__EXERCISE__: Filter the listing below down to the lines containing the word "lettering".

+ + + + + + +

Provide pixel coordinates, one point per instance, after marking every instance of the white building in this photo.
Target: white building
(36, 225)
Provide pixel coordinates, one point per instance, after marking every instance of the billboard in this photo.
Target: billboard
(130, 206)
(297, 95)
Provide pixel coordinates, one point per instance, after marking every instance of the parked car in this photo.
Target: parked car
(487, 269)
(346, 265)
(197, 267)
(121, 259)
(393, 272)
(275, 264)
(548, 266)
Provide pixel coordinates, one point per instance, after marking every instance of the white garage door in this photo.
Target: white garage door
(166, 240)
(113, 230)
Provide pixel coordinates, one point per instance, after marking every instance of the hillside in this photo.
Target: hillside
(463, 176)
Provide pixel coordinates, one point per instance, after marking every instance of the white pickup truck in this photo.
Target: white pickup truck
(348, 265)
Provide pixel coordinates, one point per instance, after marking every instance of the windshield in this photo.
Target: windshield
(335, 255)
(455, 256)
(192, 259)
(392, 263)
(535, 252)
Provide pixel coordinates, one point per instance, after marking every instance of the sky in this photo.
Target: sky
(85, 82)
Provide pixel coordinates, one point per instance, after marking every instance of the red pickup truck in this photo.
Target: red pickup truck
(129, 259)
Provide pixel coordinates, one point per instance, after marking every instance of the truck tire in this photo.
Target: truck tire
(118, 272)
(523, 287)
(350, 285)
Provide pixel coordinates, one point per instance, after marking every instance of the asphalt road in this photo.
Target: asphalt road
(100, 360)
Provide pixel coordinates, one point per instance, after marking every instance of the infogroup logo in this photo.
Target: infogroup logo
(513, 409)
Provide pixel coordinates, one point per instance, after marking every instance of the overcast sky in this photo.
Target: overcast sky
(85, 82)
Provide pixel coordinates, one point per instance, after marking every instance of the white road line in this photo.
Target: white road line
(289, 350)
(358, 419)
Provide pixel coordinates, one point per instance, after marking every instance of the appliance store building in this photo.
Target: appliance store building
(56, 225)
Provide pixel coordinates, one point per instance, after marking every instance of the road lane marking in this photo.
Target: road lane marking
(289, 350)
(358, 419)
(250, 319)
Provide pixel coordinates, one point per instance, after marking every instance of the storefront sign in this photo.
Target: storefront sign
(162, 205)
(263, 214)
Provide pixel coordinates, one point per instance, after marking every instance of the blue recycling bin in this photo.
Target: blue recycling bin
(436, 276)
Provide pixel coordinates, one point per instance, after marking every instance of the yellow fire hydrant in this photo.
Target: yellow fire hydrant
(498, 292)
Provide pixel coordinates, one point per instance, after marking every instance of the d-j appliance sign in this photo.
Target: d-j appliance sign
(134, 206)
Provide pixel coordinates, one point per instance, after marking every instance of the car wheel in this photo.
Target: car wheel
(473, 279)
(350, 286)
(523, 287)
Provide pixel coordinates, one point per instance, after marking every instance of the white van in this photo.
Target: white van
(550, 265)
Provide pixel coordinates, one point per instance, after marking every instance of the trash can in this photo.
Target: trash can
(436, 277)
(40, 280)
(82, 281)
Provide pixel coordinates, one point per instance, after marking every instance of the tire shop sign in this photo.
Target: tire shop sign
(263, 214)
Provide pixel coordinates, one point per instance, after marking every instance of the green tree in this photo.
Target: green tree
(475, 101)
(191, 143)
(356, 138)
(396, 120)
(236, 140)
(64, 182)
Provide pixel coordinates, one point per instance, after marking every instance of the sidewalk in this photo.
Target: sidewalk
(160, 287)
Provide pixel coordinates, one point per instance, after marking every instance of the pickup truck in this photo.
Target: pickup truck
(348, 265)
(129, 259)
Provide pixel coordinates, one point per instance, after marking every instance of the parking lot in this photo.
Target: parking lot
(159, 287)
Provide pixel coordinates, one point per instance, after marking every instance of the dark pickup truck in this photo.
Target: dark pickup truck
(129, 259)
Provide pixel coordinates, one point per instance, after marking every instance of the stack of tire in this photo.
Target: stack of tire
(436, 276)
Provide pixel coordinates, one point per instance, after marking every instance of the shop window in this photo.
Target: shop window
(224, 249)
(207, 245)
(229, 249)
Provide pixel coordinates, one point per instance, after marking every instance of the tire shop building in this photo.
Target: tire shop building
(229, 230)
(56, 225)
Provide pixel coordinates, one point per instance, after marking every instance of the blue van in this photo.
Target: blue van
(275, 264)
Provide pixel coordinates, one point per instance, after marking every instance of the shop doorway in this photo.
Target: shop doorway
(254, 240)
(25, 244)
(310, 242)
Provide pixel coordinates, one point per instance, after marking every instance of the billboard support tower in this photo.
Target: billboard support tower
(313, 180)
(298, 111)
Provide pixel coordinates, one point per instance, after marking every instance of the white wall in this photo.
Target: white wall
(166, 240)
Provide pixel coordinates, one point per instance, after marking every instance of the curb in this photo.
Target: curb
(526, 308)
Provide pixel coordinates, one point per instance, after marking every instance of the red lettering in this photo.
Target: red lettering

+ + + + + + +

__RESULT OF THIS EXERCISE__:
Provide pixel coordinates, one point per instance, after marking every instance of the red lettering in this photo.
Target: red lettering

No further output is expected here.